---- Extracted information

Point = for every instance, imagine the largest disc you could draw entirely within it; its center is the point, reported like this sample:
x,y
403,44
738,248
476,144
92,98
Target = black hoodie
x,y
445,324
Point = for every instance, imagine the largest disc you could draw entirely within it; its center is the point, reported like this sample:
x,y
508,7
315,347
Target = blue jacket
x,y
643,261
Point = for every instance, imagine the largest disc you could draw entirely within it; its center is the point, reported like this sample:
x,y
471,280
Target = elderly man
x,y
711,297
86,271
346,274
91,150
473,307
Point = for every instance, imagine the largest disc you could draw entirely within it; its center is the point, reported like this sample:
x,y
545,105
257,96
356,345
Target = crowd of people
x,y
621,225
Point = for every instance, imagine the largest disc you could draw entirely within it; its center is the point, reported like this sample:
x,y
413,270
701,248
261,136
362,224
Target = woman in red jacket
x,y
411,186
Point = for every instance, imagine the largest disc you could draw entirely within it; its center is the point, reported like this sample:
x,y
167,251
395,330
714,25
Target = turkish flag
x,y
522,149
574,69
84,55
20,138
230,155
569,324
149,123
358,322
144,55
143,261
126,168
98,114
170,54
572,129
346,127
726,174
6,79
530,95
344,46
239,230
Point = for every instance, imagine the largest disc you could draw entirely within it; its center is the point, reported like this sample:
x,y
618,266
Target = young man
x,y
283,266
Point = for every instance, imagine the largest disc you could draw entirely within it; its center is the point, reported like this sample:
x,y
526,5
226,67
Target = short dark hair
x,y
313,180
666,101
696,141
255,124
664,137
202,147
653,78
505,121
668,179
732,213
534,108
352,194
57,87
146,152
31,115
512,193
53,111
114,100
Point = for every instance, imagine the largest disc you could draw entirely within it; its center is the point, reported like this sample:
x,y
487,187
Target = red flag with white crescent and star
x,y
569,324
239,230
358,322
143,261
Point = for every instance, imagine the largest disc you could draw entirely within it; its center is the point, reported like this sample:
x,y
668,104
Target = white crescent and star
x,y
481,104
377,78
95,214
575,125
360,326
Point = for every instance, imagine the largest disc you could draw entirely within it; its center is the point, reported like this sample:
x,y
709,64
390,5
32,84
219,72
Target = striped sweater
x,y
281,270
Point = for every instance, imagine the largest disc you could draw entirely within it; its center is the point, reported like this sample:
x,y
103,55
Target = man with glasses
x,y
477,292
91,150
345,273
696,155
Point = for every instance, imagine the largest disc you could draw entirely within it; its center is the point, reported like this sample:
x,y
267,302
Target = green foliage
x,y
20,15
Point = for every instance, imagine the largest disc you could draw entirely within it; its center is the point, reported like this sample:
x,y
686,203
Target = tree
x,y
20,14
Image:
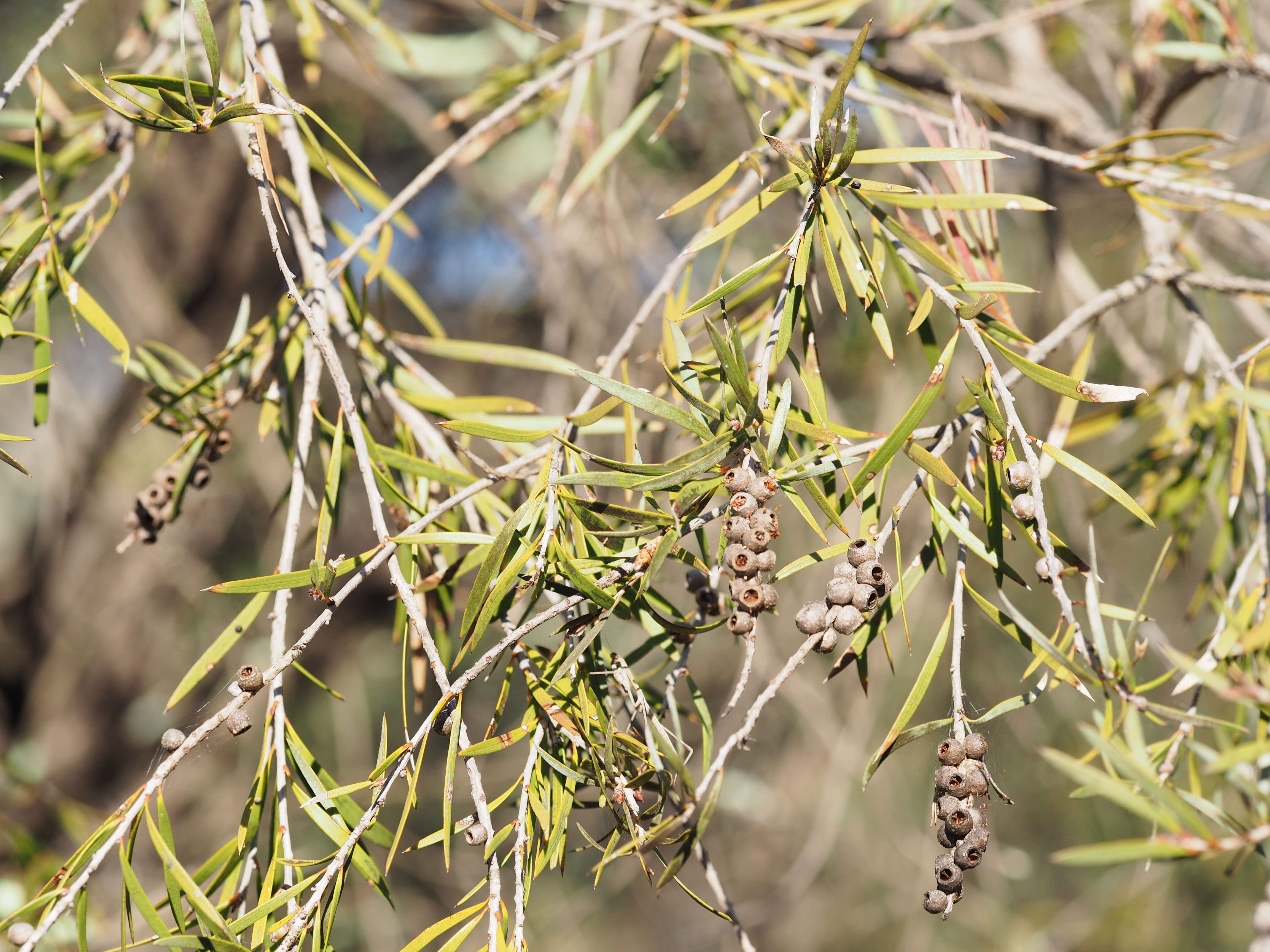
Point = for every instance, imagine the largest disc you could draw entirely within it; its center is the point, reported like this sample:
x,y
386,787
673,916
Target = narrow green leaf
x,y
218,649
914,700
1090,475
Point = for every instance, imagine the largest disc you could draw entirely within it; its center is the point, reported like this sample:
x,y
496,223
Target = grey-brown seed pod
x,y
251,678
1048,570
860,551
967,856
764,488
959,822
951,752
737,479
864,598
445,721
847,620
948,780
750,596
951,879
935,902
741,560
219,443
238,723
976,746
976,782
812,619
840,592
870,573
945,805
1019,477
1024,507
167,477
978,837
766,520
21,934
200,475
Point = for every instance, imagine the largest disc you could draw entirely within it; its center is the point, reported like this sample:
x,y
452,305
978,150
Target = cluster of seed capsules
x,y
153,508
960,779
751,529
851,594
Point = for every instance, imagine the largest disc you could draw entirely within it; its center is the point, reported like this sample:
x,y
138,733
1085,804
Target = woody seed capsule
x,y
847,620
251,678
238,723
949,878
737,479
749,596
766,520
949,781
976,746
764,488
828,642
200,475
741,560
959,823
870,573
951,752
976,782
947,805
1019,477
935,902
860,551
812,619
1024,507
840,592
967,856
978,838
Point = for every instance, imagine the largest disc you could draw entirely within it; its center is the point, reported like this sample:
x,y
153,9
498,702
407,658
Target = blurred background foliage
x,y
93,642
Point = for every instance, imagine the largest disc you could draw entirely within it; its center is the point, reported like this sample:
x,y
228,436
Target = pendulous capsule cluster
x,y
851,594
750,531
154,504
964,833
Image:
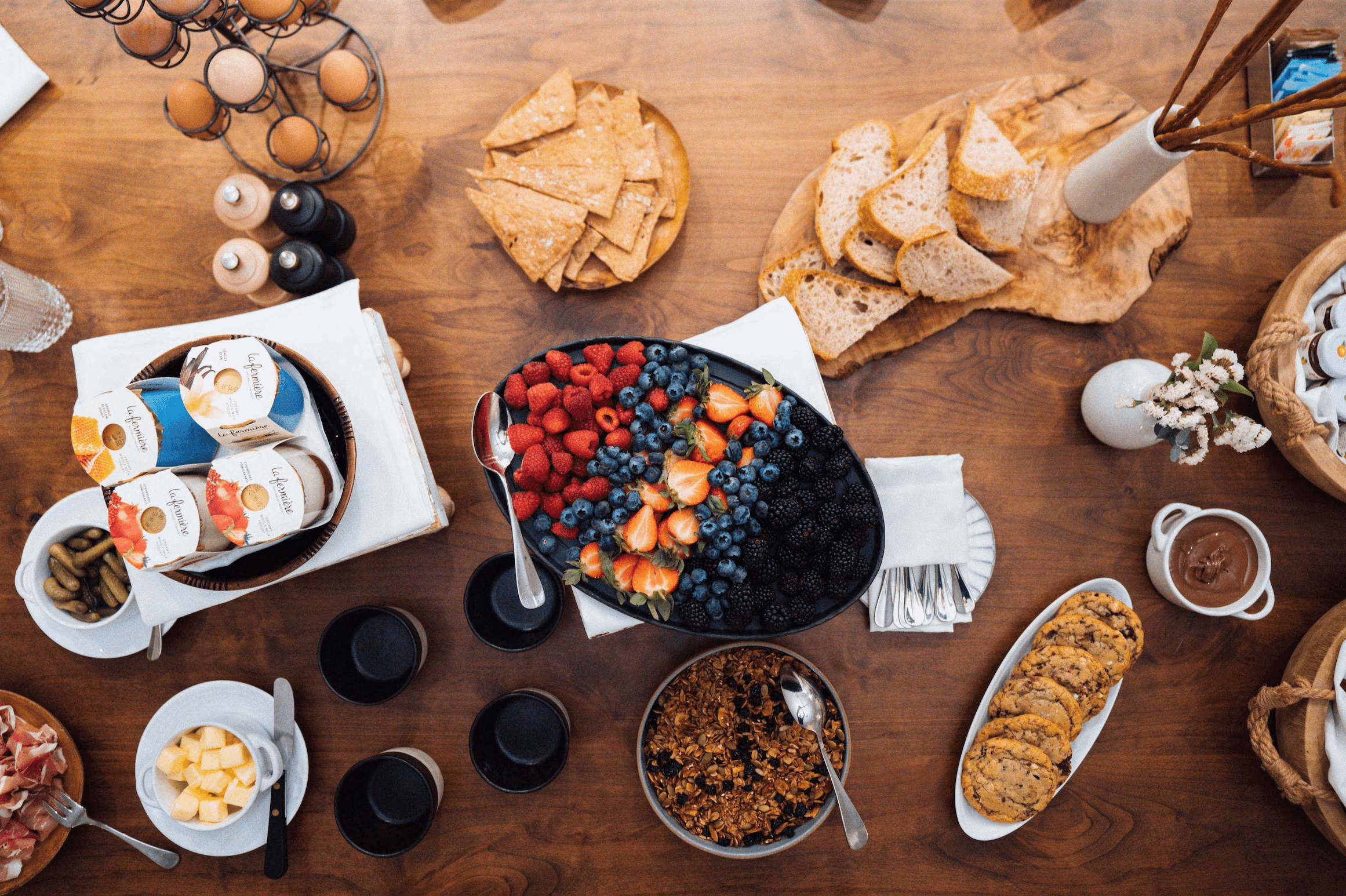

--------

#### Task instructions
Copy all records exactly, no images.

#### Solution to this task
Point = for every instance, imagine the largest disc you could draw entirely within it; its center is the point, reported like this sample:
x,y
403,44
738,248
476,144
92,98
Target = black hoodie
x,y
445,324
Point = for every instance, imagine the largest disc you could draw entirely within it; its center is the point, reported like this sample:
x,y
508,7
315,347
Target = blue jacket
x,y
643,261
Point = for every instance, imagine the largest disc you could draw entirely within it; its center is the point, reported like this sample:
x,y
471,280
Target = elderly man
x,y
711,297
86,271
346,274
91,150
473,307
Point = for every instance, imagine the largest disc you could draw entirely within it; its center is the point, reported like this sample:
x,y
545,105
257,96
356,345
Target = crowd of people
x,y
621,225
Point = for every instance, imagine the largest disc you could draw entirely within it; its center is the point, reported like this sample:
x,y
413,270
701,248
261,136
362,224
Target = woman in red jacket
x,y
411,186
Point = for every instance, imagine the largest disc you could draw entirely within it; its center is the point, reported like this sample:
x,y
167,251
395,330
714,25
Target = turkish flag
x,y
522,149
574,69
84,55
20,138
230,155
569,324
149,123
358,322
144,55
143,261
126,168
98,114
170,54
572,129
346,127
726,174
6,79
530,95
344,46
239,230
Point = for every instance, imagine the largest disc you could draw entirely within it; its center is the point, reported like this sample:
x,y
618,266
Target = young man
x,y
283,266
Point = for every instance, imagine the largest disc you could draw entirely within it; its center is the point, reported like this sample:
x,y
526,5
226,67
Target = short dark hair
x,y
313,180
666,101
696,141
255,124
664,137
202,147
653,78
505,121
668,179
732,213
534,108
352,194
57,87
146,152
31,115
512,193
53,111
114,100
Point = for every instance, imagine the largest disc you could draw entirely within it; its center is the point, reported like this sample:
x,y
487,187
Target = red flag with white crescent and star
x,y
569,324
239,230
358,322
143,261
Point = for every instance, imagine the largest disc you could draw entirely within it; its center is the point, reported like this sample:
x,y
668,104
Target = white crescent and star
x,y
481,104
377,78
95,214
575,125
360,326
Point = for every instance, imagine the largest disc you could draw entirely within it; its center is the point, reported like this sample:
x,y
709,64
390,5
32,84
219,72
Target = striped sweater
x,y
281,270
Point = for every instance, imagine the largest disc you could draw entirely within it; its center is the point, reported like this sample:
x,y
103,55
Target = man with glasses
x,y
477,292
91,150
345,273
696,155
Point = for every instance, imagine the largest disc you could draw entirely within it; its center is the point, reported like this sample:
x,y
267,302
Target = green foliage
x,y
20,15
Point = for every instance, imagine the largest disc you could draw entirely within it; its center is the point, reported like this sample:
x,y
686,203
Target = tree
x,y
20,14
Image:
Point = for every instance, imagine the largest disc you could draw entirely within it; its center is the point, reported like this sample:
x,y
386,787
673,916
Target = narrow green leaf
x,y
218,649
914,700
1090,475
Point = for every instance, imagine the largest disc you could draw entirely within it; its center is the point, reported like this sample:
x,y
496,223
Target = grey-brown seed pod
x,y
251,678
1048,570
860,551
967,856
764,488
959,822
951,752
737,479
864,598
445,721
847,620
948,780
750,596
951,879
935,902
741,560
219,443
238,723
976,746
976,782
812,619
840,592
870,573
945,805
1019,477
1024,507
167,477
978,837
766,520
21,934
200,475
Point = for every instance, imagine the largest disc you could draw entirely within it; its center is the point, reported like this sample:
x,y
452,305
978,150
Target = cluster of seed capsules
x,y
153,508
960,779
751,529
851,594
Point = for every instance, imagine the largest disc you could draw entirely within it; its center is the point, reported like this sample:
x,y
138,733
1085,804
Target = woody seed capsule
x,y
847,620
251,678
238,723
949,878
737,479
749,596
766,520
949,781
976,746
764,488
828,642
200,475
741,560
959,823
870,573
951,752
976,782
947,805
1019,477
935,902
860,551
812,619
1024,507
840,592
967,856
978,838
Point = for every instance, imagine the largest disc you could draw entirely within it; its center is the point, reported like this sample:
x,y
153,9
498,702
407,658
Target = blurred background foliage
x,y
93,642
Point = for every instance, imagine the largest disc you could draw entirely within it; its center is the point, reported like this sample:
x,y
228,436
Target = pendulous capsule cluster
x,y
851,594
750,531
154,504
964,833
Image:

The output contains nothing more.